• What you need to do:
Pick out and copy each line of the data below that contains the string "roof". Matches must have the same uppercase and lowercase letters.

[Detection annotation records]
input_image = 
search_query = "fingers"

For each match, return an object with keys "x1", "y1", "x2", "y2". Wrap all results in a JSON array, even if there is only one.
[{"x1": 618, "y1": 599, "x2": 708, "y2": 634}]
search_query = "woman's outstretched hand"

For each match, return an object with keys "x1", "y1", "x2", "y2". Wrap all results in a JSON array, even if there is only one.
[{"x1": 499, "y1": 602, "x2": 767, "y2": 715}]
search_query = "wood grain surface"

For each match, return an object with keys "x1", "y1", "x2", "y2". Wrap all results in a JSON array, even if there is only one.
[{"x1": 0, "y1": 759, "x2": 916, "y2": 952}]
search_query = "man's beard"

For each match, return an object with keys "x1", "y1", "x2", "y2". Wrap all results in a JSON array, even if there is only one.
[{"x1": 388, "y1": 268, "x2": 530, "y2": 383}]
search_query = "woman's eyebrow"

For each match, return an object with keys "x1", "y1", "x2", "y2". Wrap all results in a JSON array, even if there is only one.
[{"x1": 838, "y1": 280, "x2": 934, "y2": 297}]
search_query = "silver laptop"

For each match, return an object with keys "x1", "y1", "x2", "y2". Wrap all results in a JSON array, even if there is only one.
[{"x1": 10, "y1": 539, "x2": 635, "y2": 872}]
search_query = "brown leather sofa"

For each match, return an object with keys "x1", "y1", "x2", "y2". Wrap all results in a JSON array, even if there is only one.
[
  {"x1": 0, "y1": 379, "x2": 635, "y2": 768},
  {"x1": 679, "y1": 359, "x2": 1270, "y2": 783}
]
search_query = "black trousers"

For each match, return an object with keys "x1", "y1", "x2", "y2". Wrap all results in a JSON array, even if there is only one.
...
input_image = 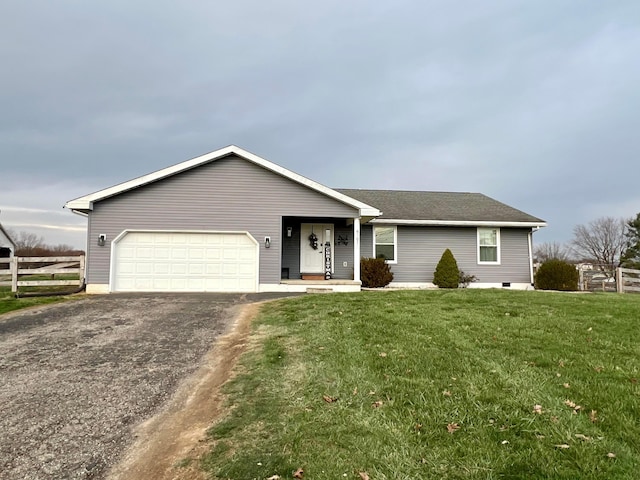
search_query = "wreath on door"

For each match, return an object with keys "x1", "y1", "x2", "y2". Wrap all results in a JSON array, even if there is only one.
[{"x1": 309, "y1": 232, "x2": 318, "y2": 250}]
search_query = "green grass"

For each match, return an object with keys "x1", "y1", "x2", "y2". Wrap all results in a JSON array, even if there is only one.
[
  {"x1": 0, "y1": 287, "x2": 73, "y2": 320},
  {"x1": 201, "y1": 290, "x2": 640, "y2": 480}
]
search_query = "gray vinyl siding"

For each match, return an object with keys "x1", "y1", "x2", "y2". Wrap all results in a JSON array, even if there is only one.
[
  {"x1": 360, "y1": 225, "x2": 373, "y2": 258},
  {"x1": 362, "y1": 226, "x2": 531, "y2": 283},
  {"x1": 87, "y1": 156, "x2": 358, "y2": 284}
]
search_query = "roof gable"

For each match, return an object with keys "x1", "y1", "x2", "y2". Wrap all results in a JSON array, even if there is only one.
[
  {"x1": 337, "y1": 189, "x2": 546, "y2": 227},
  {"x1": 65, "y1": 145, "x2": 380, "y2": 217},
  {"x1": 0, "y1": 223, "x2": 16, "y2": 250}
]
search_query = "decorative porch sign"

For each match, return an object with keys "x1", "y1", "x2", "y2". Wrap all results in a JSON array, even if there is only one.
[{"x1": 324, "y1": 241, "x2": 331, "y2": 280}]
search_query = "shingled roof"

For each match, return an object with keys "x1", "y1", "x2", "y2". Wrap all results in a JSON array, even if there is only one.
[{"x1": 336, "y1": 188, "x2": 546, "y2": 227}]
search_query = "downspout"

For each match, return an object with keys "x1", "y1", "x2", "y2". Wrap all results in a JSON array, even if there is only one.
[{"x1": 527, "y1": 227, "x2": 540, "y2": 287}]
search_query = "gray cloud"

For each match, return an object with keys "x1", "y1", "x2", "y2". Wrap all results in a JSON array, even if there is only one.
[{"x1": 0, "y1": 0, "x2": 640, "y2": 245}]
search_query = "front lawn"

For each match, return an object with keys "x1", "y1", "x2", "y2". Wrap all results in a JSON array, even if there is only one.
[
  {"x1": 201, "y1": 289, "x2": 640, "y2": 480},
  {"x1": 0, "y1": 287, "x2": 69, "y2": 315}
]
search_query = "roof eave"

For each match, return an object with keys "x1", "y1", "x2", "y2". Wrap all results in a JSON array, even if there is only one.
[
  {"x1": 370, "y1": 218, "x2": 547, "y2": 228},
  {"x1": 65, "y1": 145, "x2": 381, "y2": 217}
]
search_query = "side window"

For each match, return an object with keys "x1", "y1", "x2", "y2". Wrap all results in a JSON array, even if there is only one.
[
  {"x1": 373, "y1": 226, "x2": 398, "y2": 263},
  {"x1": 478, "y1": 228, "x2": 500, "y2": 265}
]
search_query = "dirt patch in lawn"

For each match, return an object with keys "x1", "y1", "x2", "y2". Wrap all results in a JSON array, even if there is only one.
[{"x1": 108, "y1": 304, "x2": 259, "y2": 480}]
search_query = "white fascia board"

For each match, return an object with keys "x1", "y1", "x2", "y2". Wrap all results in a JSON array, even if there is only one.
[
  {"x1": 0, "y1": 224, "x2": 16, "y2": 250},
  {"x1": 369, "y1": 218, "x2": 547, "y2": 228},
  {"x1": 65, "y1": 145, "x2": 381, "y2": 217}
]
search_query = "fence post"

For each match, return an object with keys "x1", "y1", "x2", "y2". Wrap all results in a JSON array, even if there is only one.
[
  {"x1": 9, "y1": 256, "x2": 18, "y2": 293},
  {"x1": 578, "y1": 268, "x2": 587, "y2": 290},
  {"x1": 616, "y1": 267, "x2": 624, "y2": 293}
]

• Response to this exercise:
search_query = "roof gable"
search_query = "shingled roof"
search_query = "roof eave"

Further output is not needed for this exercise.